┏━━

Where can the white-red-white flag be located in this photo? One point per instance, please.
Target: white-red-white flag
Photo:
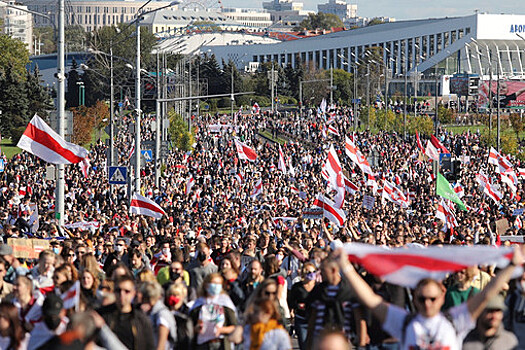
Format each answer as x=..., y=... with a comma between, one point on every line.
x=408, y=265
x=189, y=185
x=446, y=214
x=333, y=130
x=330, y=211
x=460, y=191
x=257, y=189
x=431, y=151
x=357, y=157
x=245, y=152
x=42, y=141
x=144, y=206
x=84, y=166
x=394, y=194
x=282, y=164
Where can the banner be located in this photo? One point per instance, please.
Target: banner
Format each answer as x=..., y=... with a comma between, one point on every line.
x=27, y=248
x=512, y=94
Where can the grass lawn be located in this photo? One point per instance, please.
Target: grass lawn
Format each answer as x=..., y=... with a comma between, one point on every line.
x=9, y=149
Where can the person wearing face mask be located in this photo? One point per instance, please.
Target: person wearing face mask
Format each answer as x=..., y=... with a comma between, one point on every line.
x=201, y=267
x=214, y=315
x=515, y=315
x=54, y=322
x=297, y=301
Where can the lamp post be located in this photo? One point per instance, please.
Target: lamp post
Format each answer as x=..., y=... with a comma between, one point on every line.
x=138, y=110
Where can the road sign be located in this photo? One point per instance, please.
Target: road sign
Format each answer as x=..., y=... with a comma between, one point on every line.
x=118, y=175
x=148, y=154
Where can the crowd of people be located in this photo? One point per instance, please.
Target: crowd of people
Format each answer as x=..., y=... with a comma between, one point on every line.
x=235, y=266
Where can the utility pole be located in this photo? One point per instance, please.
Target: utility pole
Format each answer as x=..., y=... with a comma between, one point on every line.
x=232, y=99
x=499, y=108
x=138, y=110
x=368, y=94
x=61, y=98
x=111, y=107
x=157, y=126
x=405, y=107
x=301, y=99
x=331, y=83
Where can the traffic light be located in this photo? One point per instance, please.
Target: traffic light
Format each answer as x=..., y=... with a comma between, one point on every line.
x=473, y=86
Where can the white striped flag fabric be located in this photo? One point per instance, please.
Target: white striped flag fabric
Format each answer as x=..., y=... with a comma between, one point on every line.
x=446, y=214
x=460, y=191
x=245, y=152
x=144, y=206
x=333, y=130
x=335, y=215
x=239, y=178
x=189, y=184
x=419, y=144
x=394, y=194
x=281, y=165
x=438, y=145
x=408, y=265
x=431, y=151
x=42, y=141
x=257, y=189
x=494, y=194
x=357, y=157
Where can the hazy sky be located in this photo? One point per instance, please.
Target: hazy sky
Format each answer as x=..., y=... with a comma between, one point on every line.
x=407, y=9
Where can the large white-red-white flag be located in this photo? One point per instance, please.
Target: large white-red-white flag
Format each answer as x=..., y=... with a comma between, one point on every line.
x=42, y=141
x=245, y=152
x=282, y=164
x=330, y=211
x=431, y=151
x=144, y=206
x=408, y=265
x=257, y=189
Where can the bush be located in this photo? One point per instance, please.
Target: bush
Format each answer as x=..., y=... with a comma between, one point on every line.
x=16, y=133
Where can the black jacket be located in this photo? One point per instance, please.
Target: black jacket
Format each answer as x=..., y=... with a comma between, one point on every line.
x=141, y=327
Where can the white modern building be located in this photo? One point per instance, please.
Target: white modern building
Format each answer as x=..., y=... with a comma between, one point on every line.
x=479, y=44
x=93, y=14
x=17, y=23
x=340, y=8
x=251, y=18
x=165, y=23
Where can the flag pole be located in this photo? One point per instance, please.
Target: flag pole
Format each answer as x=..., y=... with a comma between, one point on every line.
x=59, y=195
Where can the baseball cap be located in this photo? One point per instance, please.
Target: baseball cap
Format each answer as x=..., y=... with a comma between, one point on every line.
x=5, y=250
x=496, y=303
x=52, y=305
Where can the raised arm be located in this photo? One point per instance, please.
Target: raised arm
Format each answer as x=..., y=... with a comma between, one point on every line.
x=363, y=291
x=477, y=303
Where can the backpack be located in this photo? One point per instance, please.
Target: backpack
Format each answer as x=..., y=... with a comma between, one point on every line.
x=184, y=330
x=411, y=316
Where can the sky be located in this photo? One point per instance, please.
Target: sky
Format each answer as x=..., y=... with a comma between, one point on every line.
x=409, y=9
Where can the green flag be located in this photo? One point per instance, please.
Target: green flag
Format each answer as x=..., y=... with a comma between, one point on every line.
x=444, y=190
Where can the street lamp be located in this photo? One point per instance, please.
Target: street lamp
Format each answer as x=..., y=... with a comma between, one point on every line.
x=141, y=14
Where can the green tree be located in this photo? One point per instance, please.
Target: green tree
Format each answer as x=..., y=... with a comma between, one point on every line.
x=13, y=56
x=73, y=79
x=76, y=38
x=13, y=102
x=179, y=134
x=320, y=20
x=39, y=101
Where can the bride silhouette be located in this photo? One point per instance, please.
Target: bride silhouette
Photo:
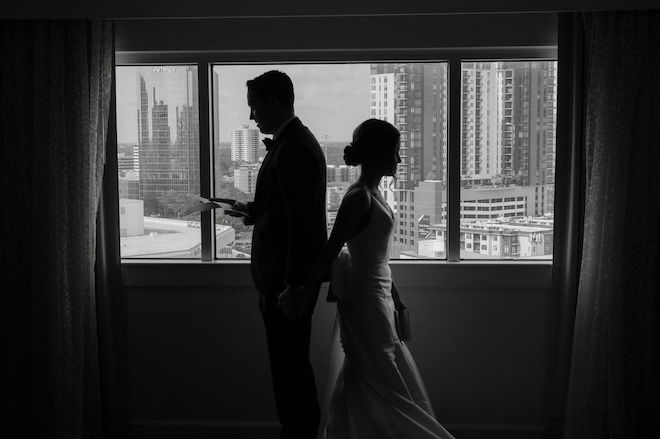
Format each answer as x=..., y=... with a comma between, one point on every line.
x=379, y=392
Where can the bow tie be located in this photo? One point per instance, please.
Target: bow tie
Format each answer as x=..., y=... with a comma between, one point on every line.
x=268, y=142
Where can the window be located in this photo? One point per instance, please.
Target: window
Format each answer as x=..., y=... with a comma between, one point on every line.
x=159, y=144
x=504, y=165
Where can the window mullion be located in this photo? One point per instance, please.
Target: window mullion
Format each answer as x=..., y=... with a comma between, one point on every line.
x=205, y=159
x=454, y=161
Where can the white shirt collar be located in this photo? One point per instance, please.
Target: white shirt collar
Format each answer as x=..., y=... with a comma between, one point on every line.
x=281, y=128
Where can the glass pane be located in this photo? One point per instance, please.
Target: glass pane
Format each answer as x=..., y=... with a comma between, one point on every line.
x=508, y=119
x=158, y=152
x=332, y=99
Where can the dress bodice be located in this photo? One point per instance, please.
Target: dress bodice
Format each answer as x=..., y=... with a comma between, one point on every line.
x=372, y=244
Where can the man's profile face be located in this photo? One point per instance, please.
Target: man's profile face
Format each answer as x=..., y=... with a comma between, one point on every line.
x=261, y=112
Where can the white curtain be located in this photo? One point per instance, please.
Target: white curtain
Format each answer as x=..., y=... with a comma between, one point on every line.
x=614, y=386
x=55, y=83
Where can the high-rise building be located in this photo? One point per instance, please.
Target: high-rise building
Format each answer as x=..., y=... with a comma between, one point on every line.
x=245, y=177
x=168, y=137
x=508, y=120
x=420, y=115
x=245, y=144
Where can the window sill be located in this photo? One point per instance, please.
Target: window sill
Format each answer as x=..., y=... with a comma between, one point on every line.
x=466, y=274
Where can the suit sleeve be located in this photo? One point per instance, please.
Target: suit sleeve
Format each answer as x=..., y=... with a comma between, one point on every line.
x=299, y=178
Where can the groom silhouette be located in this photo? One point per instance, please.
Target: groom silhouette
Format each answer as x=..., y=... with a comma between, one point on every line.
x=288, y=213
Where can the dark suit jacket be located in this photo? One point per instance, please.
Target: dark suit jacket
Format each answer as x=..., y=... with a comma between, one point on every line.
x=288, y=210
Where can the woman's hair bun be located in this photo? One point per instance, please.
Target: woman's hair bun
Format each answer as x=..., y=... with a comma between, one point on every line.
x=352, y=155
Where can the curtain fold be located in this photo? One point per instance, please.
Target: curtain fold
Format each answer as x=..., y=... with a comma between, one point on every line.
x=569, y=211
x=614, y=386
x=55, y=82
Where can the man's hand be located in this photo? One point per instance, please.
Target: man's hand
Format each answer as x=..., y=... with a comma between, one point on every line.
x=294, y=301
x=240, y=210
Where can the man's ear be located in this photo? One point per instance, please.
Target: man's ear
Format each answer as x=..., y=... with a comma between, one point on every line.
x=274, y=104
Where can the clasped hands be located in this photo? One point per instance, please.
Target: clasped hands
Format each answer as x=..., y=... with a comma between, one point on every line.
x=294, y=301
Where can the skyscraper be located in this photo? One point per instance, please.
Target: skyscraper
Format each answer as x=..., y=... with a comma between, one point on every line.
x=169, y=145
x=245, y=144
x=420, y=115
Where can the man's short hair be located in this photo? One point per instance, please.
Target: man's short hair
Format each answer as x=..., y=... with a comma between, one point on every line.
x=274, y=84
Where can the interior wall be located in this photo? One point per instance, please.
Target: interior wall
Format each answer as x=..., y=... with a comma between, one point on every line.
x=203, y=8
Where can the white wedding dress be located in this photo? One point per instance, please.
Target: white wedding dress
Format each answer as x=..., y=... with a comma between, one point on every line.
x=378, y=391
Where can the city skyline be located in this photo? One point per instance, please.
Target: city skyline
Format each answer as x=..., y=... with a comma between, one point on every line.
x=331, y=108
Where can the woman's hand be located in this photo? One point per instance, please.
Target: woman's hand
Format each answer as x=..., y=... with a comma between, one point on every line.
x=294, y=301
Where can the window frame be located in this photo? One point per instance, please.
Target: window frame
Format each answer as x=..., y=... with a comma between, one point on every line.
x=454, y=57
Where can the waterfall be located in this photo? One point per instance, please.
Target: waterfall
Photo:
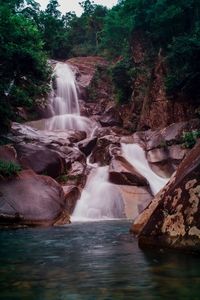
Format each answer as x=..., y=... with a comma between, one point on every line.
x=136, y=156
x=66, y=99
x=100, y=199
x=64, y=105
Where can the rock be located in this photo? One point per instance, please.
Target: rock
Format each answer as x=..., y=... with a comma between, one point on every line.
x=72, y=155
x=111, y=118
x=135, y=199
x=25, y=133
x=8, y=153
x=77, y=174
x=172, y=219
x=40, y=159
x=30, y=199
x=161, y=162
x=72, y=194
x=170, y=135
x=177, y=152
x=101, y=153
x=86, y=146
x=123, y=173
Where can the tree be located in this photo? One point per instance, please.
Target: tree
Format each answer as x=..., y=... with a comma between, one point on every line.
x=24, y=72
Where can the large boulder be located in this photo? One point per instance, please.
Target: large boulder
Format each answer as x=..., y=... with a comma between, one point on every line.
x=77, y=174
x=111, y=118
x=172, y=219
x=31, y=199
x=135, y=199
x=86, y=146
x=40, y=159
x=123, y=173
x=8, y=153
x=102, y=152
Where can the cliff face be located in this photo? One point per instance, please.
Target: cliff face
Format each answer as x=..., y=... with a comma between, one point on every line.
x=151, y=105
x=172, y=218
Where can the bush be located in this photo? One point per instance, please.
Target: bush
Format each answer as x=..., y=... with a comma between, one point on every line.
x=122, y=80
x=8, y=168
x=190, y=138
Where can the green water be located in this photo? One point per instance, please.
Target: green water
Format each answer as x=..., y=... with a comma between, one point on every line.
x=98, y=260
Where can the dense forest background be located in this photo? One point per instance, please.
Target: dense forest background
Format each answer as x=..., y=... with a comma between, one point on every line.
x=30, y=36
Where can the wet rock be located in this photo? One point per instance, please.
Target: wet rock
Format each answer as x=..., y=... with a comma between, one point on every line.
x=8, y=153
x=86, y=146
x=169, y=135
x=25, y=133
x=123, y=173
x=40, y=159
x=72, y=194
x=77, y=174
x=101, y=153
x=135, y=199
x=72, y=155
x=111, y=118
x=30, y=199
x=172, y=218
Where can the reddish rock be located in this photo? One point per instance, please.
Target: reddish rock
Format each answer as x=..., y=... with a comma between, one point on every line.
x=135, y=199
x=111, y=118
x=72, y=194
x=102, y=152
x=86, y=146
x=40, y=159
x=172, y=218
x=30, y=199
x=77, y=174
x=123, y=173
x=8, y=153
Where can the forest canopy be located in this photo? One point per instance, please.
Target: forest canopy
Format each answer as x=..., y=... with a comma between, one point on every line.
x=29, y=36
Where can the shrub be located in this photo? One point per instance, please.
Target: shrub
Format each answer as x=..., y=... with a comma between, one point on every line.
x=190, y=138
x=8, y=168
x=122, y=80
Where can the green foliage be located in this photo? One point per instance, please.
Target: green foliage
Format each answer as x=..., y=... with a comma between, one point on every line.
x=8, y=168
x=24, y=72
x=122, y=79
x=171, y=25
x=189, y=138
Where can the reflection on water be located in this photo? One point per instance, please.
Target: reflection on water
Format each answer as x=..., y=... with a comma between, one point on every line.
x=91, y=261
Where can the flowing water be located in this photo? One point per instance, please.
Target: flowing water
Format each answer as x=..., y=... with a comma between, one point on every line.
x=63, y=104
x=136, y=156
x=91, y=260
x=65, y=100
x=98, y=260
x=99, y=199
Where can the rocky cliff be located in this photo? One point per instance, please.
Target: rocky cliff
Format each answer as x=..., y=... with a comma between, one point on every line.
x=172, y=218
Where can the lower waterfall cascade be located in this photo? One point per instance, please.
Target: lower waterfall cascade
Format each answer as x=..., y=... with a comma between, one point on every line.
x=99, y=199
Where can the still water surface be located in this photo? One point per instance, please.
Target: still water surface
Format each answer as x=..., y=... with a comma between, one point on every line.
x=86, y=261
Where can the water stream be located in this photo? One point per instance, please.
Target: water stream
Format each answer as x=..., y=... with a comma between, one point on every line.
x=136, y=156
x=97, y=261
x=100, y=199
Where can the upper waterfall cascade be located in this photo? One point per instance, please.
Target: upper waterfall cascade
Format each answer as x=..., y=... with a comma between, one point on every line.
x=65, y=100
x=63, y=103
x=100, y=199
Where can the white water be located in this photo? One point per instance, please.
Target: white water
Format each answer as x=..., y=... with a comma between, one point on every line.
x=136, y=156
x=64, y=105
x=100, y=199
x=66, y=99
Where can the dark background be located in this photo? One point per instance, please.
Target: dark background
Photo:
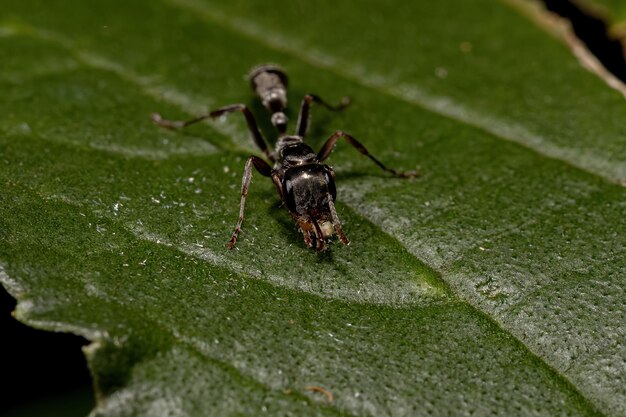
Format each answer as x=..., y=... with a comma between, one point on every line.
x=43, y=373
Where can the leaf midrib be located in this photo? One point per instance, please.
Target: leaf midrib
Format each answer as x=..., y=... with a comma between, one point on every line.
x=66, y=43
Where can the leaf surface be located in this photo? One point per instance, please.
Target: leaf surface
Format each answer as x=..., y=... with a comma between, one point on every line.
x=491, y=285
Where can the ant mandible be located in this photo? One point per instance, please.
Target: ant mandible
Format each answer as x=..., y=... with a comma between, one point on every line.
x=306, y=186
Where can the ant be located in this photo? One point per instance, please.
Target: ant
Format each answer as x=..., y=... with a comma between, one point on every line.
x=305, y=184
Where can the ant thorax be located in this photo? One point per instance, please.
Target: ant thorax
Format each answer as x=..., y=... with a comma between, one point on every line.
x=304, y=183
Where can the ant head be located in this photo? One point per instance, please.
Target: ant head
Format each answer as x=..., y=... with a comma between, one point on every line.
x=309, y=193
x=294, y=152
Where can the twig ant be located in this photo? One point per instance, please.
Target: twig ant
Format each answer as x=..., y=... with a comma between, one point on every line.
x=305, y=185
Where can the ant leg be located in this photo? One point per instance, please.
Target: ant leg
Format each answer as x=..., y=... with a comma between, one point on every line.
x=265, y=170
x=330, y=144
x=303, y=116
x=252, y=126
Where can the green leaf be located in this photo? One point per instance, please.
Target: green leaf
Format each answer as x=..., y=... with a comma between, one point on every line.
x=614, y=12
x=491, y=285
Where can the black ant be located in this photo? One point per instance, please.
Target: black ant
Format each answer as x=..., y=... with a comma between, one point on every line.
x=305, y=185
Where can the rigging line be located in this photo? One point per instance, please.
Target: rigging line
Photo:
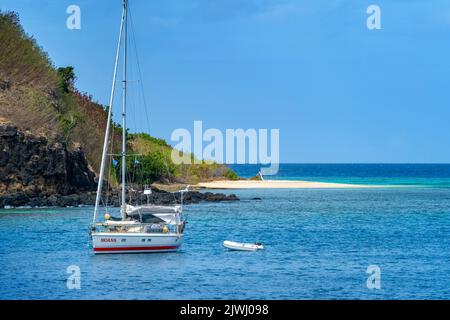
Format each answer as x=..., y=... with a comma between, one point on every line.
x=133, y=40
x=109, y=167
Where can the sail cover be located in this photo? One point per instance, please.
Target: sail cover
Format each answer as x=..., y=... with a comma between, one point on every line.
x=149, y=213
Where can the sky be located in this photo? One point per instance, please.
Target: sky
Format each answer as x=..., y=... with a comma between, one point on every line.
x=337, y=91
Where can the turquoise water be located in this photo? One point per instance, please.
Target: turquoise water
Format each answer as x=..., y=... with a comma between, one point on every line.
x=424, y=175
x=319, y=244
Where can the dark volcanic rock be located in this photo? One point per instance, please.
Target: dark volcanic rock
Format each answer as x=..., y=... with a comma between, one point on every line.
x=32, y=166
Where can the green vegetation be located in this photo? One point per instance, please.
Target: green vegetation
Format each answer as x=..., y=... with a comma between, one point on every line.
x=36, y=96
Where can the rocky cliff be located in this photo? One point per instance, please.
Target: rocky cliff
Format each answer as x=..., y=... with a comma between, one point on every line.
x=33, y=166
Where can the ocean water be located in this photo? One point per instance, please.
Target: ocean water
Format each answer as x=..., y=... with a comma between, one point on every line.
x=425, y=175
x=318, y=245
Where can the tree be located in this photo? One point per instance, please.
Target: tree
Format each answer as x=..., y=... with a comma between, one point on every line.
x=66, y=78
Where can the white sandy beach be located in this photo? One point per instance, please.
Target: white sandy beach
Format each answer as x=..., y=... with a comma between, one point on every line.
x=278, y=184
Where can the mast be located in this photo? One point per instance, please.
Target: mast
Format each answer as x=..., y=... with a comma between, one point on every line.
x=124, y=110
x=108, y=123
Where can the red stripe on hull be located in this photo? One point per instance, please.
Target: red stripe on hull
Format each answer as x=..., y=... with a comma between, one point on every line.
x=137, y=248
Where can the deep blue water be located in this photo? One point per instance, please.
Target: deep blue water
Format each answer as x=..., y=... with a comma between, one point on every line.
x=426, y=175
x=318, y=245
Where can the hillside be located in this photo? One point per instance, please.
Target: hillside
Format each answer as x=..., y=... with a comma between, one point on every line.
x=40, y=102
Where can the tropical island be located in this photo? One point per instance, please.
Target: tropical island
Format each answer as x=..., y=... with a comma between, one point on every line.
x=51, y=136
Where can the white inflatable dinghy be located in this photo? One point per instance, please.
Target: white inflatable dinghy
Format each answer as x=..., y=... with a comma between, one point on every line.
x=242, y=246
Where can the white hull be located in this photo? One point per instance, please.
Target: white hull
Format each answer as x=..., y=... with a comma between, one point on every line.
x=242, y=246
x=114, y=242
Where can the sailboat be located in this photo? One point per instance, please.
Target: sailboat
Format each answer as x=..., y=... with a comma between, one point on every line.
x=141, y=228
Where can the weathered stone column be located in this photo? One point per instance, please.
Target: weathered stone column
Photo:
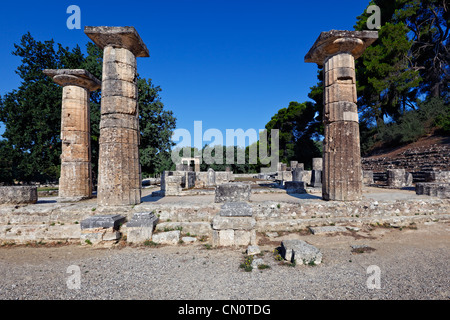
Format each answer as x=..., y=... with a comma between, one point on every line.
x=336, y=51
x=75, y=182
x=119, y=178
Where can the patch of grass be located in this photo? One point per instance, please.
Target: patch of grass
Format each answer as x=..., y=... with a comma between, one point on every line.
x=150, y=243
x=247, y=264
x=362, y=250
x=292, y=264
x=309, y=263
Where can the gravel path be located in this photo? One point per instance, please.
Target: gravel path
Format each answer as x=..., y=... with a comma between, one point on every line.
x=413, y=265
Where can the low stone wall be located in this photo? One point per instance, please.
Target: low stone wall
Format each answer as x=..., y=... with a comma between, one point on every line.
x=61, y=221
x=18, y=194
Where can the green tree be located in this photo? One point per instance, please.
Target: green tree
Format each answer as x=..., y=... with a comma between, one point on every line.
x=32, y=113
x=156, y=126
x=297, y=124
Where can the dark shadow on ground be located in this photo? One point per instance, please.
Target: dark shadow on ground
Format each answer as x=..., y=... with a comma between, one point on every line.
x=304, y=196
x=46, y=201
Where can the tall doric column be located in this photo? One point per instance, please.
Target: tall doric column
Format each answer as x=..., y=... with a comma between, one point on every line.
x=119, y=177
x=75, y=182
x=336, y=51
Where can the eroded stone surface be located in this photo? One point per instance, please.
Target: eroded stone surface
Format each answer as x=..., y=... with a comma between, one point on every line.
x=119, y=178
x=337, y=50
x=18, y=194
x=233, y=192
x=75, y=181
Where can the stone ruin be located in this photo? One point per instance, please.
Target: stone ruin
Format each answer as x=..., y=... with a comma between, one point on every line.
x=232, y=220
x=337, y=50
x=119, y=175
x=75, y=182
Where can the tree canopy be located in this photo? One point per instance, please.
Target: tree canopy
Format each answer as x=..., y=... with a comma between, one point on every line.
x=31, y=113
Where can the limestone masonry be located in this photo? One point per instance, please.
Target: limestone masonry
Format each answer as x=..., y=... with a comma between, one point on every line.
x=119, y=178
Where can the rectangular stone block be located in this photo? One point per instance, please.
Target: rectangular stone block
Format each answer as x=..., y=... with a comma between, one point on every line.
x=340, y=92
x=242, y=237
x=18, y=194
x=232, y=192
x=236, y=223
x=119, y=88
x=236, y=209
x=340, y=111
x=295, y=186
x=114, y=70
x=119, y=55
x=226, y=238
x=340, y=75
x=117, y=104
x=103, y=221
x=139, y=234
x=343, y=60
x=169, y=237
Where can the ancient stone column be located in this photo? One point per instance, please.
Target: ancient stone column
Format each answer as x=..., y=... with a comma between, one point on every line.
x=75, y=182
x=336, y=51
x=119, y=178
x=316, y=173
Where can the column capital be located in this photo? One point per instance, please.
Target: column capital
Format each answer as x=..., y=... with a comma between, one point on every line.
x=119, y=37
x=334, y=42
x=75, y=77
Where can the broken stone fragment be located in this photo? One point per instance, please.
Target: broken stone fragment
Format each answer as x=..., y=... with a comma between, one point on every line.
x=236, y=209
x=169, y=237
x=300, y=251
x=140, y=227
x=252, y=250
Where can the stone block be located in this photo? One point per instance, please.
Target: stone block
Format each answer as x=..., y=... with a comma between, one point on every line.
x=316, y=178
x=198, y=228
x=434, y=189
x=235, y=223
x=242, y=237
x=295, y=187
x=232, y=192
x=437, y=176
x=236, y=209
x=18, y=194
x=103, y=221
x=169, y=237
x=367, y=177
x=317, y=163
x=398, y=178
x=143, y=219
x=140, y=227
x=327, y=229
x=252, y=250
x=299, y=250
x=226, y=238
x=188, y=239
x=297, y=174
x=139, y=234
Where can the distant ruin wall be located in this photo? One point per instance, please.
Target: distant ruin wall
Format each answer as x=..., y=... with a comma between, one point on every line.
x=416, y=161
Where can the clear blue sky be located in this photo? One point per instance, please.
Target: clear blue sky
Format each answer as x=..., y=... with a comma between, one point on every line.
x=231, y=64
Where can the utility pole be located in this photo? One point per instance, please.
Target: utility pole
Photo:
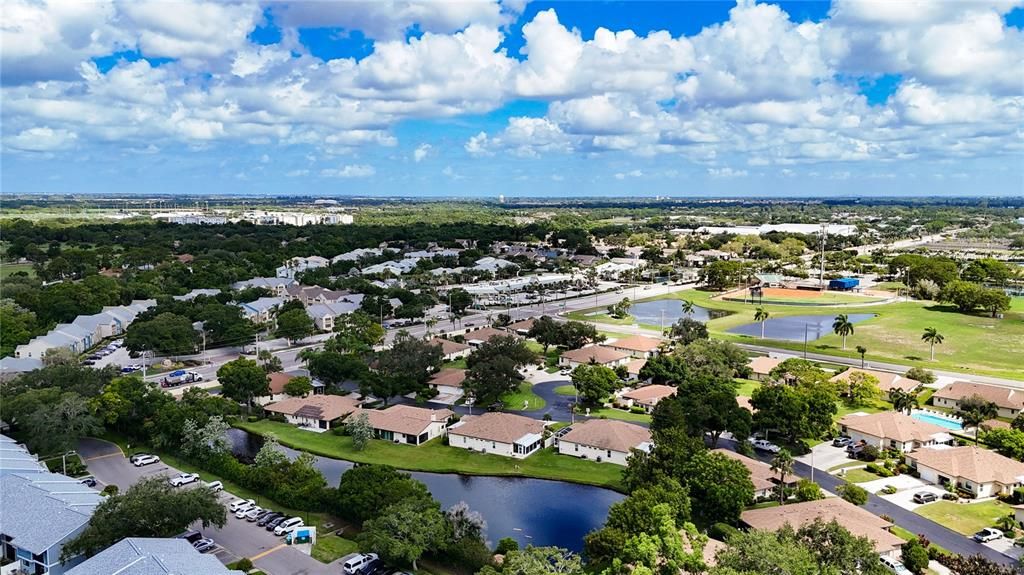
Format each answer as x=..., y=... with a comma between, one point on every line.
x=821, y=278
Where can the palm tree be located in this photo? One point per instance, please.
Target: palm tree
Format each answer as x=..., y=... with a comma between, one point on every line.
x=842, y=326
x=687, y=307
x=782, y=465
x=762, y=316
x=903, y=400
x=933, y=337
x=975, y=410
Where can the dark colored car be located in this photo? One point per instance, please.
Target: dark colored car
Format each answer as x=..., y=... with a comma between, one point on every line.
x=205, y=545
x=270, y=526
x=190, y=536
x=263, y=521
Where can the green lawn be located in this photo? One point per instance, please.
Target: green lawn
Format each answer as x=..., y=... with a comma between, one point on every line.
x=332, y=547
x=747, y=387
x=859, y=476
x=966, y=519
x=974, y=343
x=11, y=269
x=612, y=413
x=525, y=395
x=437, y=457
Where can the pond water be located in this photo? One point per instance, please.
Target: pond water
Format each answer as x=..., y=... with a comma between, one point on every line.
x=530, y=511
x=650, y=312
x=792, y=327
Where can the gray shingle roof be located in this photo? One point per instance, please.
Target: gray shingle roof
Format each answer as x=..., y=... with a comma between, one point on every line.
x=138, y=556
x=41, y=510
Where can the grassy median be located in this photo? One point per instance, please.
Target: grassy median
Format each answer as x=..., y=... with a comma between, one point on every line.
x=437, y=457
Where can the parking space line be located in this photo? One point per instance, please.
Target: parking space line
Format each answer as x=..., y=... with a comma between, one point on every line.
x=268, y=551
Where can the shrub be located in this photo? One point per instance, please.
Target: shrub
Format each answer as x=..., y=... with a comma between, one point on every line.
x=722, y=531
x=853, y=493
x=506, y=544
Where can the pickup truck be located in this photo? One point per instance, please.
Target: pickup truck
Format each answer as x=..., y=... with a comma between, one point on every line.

┗━━

Whenever a line in the material contains the word "hull", copy that line.

Where can the red stripe on hull be located in this photo? One point per instance, please.
Target: red stripe on hull
Where can the white hull be located in this photo? One point per instance, please.
Target: white hull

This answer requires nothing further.